[WHAT IS EXPECTED] Somewhere below are a line with "Task: Where can the window sill" and a later line with "Target: attic room". Output exactly those lines and all lines between them.

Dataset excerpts

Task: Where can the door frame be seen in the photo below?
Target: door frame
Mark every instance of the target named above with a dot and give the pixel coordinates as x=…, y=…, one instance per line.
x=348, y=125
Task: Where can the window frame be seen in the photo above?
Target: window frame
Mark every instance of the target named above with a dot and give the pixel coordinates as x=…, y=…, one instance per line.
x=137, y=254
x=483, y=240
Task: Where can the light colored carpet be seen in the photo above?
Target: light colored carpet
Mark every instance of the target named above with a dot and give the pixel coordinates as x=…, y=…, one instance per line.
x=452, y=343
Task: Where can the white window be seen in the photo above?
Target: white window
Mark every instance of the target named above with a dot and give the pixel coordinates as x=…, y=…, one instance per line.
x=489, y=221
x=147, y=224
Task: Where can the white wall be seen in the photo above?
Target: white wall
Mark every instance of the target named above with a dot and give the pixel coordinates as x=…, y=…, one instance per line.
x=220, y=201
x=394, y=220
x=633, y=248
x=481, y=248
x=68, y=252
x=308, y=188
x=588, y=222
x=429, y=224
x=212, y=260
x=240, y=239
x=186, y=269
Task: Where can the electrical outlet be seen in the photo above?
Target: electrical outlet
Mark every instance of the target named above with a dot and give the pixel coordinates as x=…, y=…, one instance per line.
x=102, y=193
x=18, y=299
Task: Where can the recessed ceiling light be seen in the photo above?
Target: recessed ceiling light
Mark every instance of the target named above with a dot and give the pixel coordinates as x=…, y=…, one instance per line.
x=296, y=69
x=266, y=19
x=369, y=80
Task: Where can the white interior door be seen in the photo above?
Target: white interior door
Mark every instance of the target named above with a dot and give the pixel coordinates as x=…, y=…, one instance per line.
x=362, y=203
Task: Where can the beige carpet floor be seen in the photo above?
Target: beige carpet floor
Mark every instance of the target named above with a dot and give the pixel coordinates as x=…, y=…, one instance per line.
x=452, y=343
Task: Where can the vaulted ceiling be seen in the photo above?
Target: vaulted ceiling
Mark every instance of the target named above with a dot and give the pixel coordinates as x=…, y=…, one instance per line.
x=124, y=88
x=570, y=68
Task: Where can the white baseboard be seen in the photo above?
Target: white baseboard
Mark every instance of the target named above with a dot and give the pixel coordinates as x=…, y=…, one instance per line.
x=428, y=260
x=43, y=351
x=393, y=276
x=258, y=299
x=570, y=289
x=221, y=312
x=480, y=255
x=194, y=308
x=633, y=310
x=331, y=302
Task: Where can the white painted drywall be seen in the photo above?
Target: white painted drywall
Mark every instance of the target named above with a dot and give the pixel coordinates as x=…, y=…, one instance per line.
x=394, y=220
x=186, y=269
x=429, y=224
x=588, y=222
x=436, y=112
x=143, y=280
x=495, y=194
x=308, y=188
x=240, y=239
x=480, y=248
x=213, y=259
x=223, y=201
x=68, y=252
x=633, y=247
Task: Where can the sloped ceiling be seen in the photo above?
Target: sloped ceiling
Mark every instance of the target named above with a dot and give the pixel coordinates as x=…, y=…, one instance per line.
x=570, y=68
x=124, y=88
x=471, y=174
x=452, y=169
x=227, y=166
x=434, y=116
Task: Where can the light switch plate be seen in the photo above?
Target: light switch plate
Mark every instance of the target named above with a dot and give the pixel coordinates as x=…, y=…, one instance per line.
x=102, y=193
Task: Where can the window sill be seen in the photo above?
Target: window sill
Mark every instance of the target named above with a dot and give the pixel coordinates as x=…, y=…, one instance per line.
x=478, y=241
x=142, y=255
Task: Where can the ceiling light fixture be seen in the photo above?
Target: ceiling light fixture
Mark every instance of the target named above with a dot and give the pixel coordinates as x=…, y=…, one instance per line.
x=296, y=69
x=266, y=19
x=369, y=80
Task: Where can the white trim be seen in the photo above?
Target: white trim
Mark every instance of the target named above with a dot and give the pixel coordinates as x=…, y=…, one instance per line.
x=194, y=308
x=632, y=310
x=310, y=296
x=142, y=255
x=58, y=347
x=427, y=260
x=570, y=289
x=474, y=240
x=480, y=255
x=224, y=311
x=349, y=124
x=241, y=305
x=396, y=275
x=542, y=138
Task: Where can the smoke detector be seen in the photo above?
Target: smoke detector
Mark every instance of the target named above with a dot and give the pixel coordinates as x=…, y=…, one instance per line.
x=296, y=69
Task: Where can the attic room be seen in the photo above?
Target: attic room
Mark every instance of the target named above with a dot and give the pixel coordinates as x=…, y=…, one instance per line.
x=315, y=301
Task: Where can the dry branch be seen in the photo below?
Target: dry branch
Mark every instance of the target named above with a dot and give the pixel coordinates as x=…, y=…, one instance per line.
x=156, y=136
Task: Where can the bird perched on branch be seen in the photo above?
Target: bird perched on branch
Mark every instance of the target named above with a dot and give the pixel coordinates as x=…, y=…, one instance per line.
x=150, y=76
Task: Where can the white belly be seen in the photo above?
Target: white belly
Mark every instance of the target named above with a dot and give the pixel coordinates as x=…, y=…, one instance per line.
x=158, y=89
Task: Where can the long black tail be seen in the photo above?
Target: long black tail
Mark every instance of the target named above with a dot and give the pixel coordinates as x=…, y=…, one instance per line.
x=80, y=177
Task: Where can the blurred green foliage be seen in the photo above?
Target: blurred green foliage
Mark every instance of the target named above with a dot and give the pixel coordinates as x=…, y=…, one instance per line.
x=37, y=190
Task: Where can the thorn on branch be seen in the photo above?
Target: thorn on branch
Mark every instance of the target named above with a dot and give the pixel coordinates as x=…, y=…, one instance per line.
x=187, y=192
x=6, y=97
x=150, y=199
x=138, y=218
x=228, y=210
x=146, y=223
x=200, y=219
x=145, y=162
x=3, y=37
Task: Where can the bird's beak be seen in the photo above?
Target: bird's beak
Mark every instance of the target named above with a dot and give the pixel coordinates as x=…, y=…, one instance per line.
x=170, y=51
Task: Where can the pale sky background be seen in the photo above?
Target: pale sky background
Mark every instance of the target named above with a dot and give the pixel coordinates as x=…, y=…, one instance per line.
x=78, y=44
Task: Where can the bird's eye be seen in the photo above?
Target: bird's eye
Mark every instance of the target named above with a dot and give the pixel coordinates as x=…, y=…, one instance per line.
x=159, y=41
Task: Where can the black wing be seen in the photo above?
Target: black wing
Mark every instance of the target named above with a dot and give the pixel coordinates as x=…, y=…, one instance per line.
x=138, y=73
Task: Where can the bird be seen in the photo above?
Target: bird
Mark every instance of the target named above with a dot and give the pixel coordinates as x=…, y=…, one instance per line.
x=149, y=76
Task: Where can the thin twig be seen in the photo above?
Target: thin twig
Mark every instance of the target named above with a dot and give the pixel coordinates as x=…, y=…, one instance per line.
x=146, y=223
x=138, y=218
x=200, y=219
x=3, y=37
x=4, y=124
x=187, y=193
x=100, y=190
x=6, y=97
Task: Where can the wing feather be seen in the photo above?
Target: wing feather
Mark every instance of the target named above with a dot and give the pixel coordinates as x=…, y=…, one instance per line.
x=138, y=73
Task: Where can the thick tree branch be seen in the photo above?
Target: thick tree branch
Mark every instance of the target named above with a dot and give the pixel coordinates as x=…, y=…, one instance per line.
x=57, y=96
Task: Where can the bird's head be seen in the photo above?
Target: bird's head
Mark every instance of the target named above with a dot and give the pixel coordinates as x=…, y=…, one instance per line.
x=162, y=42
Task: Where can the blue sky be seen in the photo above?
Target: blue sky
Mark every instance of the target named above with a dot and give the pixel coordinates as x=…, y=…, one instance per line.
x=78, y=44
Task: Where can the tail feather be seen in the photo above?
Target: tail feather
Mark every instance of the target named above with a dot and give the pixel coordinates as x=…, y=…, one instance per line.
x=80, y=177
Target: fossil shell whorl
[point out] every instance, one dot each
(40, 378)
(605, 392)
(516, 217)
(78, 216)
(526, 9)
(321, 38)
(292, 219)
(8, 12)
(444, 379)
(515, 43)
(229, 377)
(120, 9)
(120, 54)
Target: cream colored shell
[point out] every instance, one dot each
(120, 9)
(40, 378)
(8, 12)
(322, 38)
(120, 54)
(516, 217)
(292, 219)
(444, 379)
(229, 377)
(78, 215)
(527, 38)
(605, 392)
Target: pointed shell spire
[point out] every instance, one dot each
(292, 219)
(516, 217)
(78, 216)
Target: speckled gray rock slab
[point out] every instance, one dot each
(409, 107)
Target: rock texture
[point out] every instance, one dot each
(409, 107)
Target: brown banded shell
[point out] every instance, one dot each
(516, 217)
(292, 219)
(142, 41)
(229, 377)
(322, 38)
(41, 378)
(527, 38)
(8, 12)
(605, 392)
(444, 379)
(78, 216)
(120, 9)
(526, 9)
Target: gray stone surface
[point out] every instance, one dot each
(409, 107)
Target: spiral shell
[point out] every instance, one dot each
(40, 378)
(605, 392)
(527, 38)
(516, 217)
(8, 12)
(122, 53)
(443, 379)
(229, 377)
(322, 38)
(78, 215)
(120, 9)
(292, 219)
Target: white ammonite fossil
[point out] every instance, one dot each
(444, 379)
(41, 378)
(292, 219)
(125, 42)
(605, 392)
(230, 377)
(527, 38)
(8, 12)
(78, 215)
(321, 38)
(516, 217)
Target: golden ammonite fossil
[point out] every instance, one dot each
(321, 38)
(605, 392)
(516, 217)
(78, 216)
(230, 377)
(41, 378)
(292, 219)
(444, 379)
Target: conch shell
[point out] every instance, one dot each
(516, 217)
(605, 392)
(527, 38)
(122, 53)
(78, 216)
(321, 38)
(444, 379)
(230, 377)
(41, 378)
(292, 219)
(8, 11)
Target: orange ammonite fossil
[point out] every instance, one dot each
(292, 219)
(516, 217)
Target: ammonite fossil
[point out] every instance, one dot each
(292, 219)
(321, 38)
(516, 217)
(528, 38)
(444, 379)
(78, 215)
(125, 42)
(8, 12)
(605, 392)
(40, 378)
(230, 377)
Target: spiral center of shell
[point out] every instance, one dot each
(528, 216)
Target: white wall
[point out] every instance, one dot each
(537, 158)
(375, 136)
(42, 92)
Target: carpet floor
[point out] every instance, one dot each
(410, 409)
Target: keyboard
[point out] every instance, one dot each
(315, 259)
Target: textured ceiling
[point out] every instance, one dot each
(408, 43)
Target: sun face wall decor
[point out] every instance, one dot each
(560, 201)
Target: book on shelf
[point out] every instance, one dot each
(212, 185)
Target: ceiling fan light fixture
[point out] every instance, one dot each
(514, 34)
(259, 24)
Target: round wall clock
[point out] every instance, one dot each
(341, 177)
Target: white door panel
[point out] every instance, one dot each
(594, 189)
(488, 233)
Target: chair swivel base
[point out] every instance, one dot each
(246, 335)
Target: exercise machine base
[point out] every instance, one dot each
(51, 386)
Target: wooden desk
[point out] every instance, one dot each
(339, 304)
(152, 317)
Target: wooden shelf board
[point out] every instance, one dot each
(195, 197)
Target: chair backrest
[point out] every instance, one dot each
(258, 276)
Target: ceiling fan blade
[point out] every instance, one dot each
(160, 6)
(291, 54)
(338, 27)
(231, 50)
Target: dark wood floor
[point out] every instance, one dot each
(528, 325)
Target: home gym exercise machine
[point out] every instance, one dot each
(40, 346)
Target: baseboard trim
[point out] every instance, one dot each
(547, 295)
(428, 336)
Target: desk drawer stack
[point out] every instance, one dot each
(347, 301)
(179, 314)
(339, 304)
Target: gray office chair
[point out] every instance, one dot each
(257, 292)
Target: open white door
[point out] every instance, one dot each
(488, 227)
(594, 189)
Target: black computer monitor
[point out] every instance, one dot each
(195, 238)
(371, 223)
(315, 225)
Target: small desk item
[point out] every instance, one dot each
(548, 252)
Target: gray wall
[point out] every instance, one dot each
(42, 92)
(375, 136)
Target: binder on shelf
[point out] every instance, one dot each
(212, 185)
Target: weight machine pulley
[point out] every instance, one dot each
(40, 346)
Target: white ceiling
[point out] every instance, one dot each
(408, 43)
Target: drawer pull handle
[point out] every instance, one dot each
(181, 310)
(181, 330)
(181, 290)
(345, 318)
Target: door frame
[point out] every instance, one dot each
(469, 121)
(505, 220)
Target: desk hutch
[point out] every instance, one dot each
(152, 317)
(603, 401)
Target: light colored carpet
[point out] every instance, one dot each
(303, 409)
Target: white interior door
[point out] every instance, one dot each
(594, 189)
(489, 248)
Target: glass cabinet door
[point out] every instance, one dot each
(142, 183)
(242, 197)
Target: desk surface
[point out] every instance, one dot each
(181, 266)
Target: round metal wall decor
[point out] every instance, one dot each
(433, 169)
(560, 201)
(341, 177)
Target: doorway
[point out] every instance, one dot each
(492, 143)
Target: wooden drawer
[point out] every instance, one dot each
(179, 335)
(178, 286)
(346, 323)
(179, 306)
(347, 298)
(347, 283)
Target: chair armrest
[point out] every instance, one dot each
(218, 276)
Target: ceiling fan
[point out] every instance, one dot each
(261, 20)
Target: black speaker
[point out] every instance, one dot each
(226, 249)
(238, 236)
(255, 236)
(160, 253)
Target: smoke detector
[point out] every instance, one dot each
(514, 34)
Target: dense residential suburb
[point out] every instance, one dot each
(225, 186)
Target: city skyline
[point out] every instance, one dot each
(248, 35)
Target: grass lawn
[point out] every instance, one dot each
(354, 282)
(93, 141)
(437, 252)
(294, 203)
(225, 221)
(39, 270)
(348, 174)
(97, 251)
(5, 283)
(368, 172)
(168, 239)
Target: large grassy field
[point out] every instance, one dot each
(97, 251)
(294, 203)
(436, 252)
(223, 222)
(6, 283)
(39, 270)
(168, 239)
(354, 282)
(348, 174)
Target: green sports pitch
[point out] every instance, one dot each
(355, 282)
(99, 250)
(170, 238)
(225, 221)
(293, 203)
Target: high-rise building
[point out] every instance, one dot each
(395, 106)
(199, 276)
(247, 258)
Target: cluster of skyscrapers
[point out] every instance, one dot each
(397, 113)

[TASK RESULT]
Task: Where can the window sill be seen in the photo above?
Target: window sill
Mark every instance of the target named above with a dot and give the pixel coordinates as x=…, y=…, one instance per line.
x=478, y=241
x=142, y=255
Task: Where can the ceiling light fixture be seen in the photo above?
Target: ceiling light fixture
Mark every instance of the target named above with a dot and give the pixel coordinates as x=…, y=…, one instance per line.
x=296, y=69
x=266, y=19
x=369, y=80
Task: Where can the white trim be seen in the photo above?
Target: white trim
Mark every instance of the target named above with a dot and give the pixel coordinates as x=…, y=…, one instance per line.
x=194, y=308
x=632, y=310
x=310, y=296
x=142, y=255
x=58, y=347
x=427, y=260
x=570, y=289
x=474, y=240
x=480, y=255
x=224, y=311
x=349, y=124
x=241, y=305
x=396, y=275
x=542, y=138
Task: Where can the smoke detector be seen in the photo above?
Target: smoke detector
Mark every instance of the target named above with a dot and give the pixel coordinates as x=…, y=…, one instance per line.
x=296, y=69
Task: Where can the attic room be seen in the photo above?
Target: attic room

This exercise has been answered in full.